-- Data records follows --

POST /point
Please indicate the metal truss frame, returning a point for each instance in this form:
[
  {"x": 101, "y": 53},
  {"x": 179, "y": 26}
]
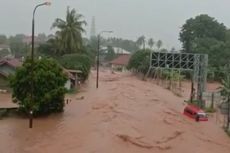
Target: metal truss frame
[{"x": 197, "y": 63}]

-- Data records concluded --

# Instructions for the task
How many of the lines in the records include the word "point"? Only the number should be given.

# Exercise output
2